Reproduce every one of the entries below with each occurrence of "photograph" changed to "image" and nothing else altered. Leave the pictures out of your version.
□ □ □ □
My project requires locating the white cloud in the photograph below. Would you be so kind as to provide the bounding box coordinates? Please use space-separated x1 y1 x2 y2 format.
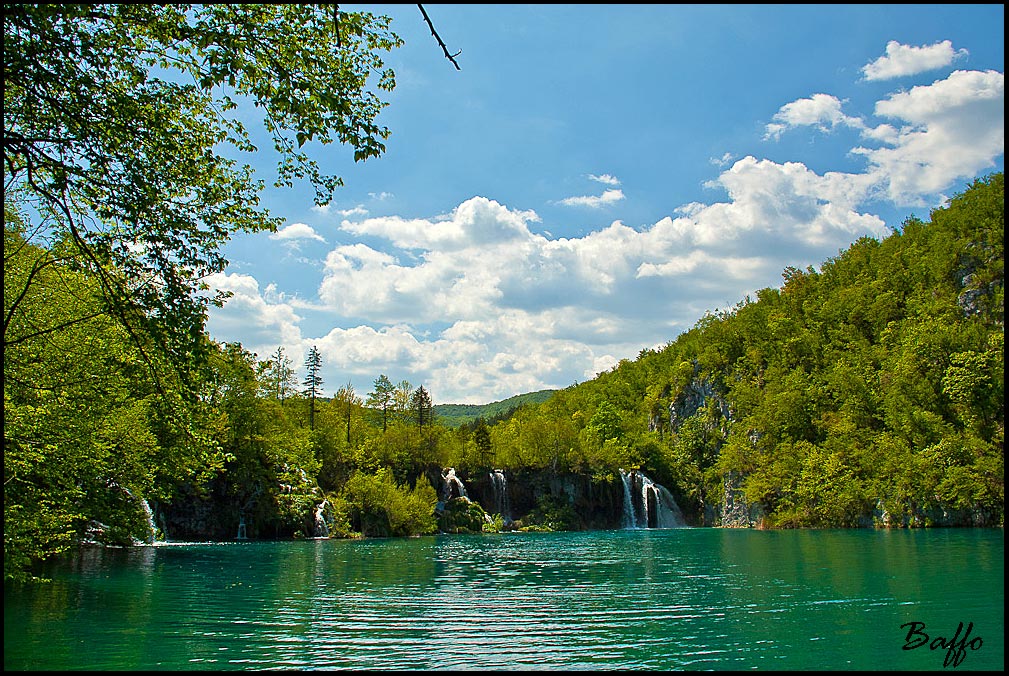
853 71 1005 205
208 51 1004 404
205 272 302 358
862 40 968 81
558 190 624 209
708 152 736 166
269 223 326 249
764 94 865 138
588 174 621 186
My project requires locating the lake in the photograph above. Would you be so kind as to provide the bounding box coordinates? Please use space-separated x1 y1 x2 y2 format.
4 528 1005 671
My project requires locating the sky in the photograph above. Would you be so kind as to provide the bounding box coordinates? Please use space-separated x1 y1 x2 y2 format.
207 4 1005 404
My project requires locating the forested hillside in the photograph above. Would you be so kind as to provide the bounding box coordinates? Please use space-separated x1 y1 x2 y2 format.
434 389 556 427
4 173 1005 578
491 174 1005 527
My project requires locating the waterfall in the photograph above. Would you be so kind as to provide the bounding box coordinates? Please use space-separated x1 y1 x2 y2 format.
621 469 638 529
621 469 686 529
441 467 469 502
490 469 512 526
312 499 329 538
140 497 157 545
235 515 248 540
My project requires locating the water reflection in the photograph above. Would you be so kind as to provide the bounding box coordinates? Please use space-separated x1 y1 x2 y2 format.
4 529 1004 670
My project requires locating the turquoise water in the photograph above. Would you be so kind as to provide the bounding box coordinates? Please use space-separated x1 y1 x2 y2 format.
4 529 1005 671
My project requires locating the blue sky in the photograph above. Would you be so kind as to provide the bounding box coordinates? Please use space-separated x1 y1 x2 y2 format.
202 4 1005 404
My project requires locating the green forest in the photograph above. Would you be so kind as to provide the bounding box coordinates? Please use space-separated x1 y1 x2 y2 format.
4 174 1004 576
3 4 1005 580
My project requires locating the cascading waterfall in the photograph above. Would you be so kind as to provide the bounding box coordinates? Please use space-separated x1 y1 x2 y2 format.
107 479 157 545
140 497 157 545
441 467 469 502
312 499 329 538
621 469 686 529
490 469 512 526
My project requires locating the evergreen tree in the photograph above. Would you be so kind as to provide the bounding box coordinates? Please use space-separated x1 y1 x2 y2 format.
303 345 322 430
368 373 396 432
410 385 434 431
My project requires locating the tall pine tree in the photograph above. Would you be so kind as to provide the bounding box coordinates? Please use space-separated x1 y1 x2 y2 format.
303 345 322 430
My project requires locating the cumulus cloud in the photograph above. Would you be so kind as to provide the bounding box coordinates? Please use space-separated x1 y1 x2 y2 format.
558 190 624 209
853 71 1005 205
208 49 1005 404
269 223 326 246
764 94 865 138
205 272 302 357
588 174 621 186
862 40 968 81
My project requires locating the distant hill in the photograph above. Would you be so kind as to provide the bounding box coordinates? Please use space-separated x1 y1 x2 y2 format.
435 389 557 427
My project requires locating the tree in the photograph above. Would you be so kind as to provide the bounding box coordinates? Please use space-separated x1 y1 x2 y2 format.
4 3 402 387
260 346 298 405
367 373 396 432
303 345 322 430
333 382 362 446
410 385 435 431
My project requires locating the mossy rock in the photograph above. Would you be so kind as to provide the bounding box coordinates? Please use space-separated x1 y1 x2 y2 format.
438 497 487 533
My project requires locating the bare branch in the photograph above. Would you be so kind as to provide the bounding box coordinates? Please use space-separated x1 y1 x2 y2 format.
417 5 462 71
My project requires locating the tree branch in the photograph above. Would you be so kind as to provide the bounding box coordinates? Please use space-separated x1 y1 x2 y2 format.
417 5 462 71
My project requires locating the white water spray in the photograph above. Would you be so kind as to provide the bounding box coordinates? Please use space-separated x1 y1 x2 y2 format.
621 469 686 529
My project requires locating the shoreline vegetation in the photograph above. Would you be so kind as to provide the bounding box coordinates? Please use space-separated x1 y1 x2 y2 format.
3 3 1005 581
4 174 1004 579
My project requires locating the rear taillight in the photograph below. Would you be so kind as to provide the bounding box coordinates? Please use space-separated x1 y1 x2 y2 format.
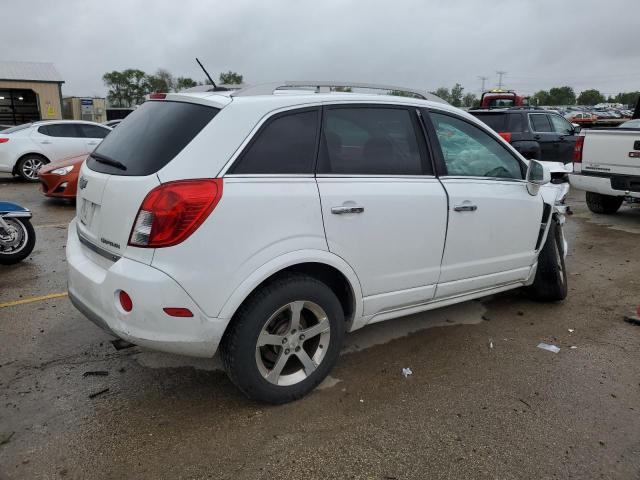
573 137 584 163
129 178 222 248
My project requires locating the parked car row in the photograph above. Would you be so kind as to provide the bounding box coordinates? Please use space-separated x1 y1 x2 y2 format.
0 120 112 182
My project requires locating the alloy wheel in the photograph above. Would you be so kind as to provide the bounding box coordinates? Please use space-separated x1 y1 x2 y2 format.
255 300 331 386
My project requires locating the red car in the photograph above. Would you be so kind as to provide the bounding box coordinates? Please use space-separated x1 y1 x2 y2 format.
38 155 87 198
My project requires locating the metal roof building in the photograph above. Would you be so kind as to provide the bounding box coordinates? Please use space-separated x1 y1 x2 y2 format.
0 61 64 125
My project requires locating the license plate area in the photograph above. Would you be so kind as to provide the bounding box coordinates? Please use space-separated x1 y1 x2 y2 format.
78 198 98 228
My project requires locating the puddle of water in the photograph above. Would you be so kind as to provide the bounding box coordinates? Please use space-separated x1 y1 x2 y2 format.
133 301 486 372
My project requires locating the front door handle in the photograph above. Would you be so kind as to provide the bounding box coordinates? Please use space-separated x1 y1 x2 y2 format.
453 205 478 212
331 205 364 215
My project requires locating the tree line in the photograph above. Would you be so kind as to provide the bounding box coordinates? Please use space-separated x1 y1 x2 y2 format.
532 86 640 105
102 68 242 107
102 68 640 108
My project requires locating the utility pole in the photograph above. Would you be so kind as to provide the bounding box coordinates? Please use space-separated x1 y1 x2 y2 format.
478 75 489 93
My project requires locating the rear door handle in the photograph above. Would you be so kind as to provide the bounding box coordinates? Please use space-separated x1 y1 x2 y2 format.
453 205 478 212
331 205 364 215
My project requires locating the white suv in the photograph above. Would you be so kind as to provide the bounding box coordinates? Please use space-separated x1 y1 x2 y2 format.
66 82 567 403
0 120 111 182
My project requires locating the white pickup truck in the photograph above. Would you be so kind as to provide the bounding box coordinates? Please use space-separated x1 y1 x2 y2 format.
569 118 640 214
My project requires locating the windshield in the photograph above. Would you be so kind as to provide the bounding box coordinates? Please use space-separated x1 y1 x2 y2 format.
87 100 220 176
620 118 640 128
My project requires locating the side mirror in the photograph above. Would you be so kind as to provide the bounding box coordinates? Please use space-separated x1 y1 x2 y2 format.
527 160 551 195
□ □ □ □
- Result for this exercise
My project requires locating the white cloud in the image below. Would you be so kind as to provide the bounding box coordinates? Please use space-separated x1 y1 x2 y2 format.
853 71 1005 205
208 51 1004 404
205 272 302 358
862 40 968 81
558 190 624 209
708 152 736 166
269 223 326 249
764 94 865 138
588 174 621 186
My project requires locating the lake in the image above. Would you be so kind as to provide the bounding box coordinates? Please use space-separated x1 y1 x2 y2 format.
4 528 1005 671
My project requires locating the sky in the image above. Would you be so kind as to provide the bounding box coordinates? Please use space-separated x1 y1 x2 y2 format.
207 4 1005 404
My project requires locating the forested hillside in the image above. Would you be so kind as to provide the bounding box coordinates? Please use space-separated x1 y1 x2 y2 format.
434 389 556 427
4 173 1005 578
491 174 1005 527
My project requires locating the waterfall in the image above. Would you be so kind as to provide the bounding box coordinates? Please use space-separated x1 y1 x2 y2 format.
621 469 638 529
621 469 686 529
441 467 469 502
490 469 512 526
312 499 329 538
140 497 157 545
235 515 248 540
My project requires locating the water reflection in the image above. Would you be so kind as to provide the bounding box coordinates? Please use space-separated x1 y1 x2 y2 format.
4 529 1004 670
My project requires locating the turquoise water in the image above. Would you be so kind as to provide the bounding box coordinates? Please use space-separated x1 y1 x2 y2 format.
4 529 1005 671
My project requires locating the blue sky in the image above. Would you be so kind as to provide the bounding box coordinates? Please use space-separated x1 y1 x2 y2 format.
202 4 1005 404
My project requires locating the green forest in the image above. Would you be so kind as to provide the bounding box coordinates? Please use space-separated x1 y1 x2 y2 format.
4 174 1004 576
3 4 1005 580
My project requires locating the cascading waterfall in the image above. Would you be so kind as to provide the bounding box coordinates? Please use space-separated x1 y1 x2 y2 format.
107 479 157 545
140 497 157 545
441 467 469 502
312 499 329 538
621 469 686 529
490 469 512 526
My project requires locating the evergreen tree in the image above. Would you be so kind as to provide the bounding box coordinates? Please use space-separated x1 y1 x2 y2 format.
303 345 322 430
368 373 396 432
410 385 434 431
My project requires locating the tall pine tree in the image above. Would you be so kind as to provide the bounding box coordinates? Please use space-separated x1 y1 x2 y2 format.
303 345 322 430
My project requires locating the cumulus cloud in the image above. Would you be so kind as to provide the bounding box coordinates? Please use space-separated x1 y1 x2 y2 format.
558 190 624 209
853 71 1005 205
208 49 1005 404
269 223 326 246
764 94 865 138
205 272 302 357
588 174 621 186
862 40 968 81
My project requires locating the distant hill in the image above. Would you be so kind as to provide the bounding box coordinates? Please use space-separated x1 y1 x2 y2 format.
435 389 557 427
My project requires locating the tree in the image above. Would you be so kind as to provide the bounding box coordinates? Please use space-separated x1 y1 x2 y2 format.
4 3 402 387
260 346 298 405
367 373 396 432
303 345 322 430
333 382 362 446
410 385 435 431
My project requires locating the mossy rock in the image above. Would you be so kind as to provide the bounding box coordinates? Please use space-separated x1 y1 x2 y2 format.
438 497 487 533
My project requires locating the bare branch in the image above. Would you be so kind as to provide the bounding box coordinates? Please use space-separated x1 y1 x2 y2 format.
417 5 462 71
My project requires locating the tree branch in the image above. Would you be so kind as to provide the bounding box coordinates? Please use space-separated x1 y1 x2 y2 format.
417 5 462 71
My project requires locating the white water spray in the image above. Would you be so kind as to provide the bounding box coordinates? Please use space-separated x1 y1 x2 y2 format.
621 469 686 529
My project requires locating the shoreline vegetation in the image above. Would you be so kind as to provide the bounding box coordinates? Please use space-separated x1 y1 x2 y2 format.
3 3 1005 581
4 174 1004 579
My project requires locating the rear taillight in the image below. Would you be so kind as to provide the bounding box coordinates? Please use space-separated x1 y1 x2 y2 format.
573 137 584 163
129 178 222 248
My project requires locating the parked car row in the image above. Would you be so kind as to provide the bounding box coordinates? Please use space-separated x1 y1 x2 y2 format.
0 120 112 182
My project requires locating the alloy wheel in the image above. Would you be so kind as to provide the bounding box coordinates? Please use space-separated x1 y1 x2 y2 format.
255 300 331 386
My project requires locating the red car in the image above. Would you be so kind as to provide the bounding box coordinates? Please use space-separated x1 y1 x2 y2 format.
38 155 87 198
My project requires locating the metal roof building in the image above. Would you be so kind as to provide the bounding box coordinates? Please use space-separated x1 y1 x2 y2 format.
0 61 64 125
My project requires locating the license plate area in the image above. Would you be so kind as to provide the bounding box coordinates? Please use space-separated x1 y1 x2 y2 format.
78 198 98 228
My project requires locating the puddle of water in the image above. Would you be so kind as to provide the bounding box coordinates? Please use space-separated x1 y1 x2 y2 format.
133 301 486 372
My project requires locating the front door handle in the image above. Would you be so kind as to provide the bounding box coordinates? Please use space-separated x1 y1 x2 y2 format.
453 205 478 212
331 205 364 215
My project requires locating the tree line in the image above. Would you be so kind as to provide the bounding box coordinates? Please use space-separated x1 y1 x2 y2 format.
532 86 640 105
102 68 242 107
102 68 640 108
My project requires locating the utility pole in the image above. Would you be so kind as to provide the bounding box coordinates? Please use space-separated x1 y1 x2 y2 format.
478 75 489 93
My project requires locating the rear door handle in the image above. Would you be so kind as to provide the bounding box coordinates? Please use space-separated x1 y1 x2 y2 format.
453 205 478 212
331 205 364 215
My project requires locating the white suv in the image above. Would you be so kind as to provide the bounding box coordinates? Please use space-separated x1 y1 x2 y2 format.
66 82 567 403
0 120 111 182
My project requires locating the white pickup truck in the image above. Would you be so kind as to provide the bounding box coordinates? Please use space-separated x1 y1 x2 y2 format.
569 118 640 214
My project requires locating the windshield in the image above. Would you be so kind as to provide the bounding box coordinates? Please use space-separated x1 y1 x2 y2 format.
87 100 220 176
620 118 640 128
My project requires locating the side mirror in the image above. Would you be so kind as to provide the bounding box coordinates? Please use space-separated x1 y1 x2 y2 format.
527 160 551 195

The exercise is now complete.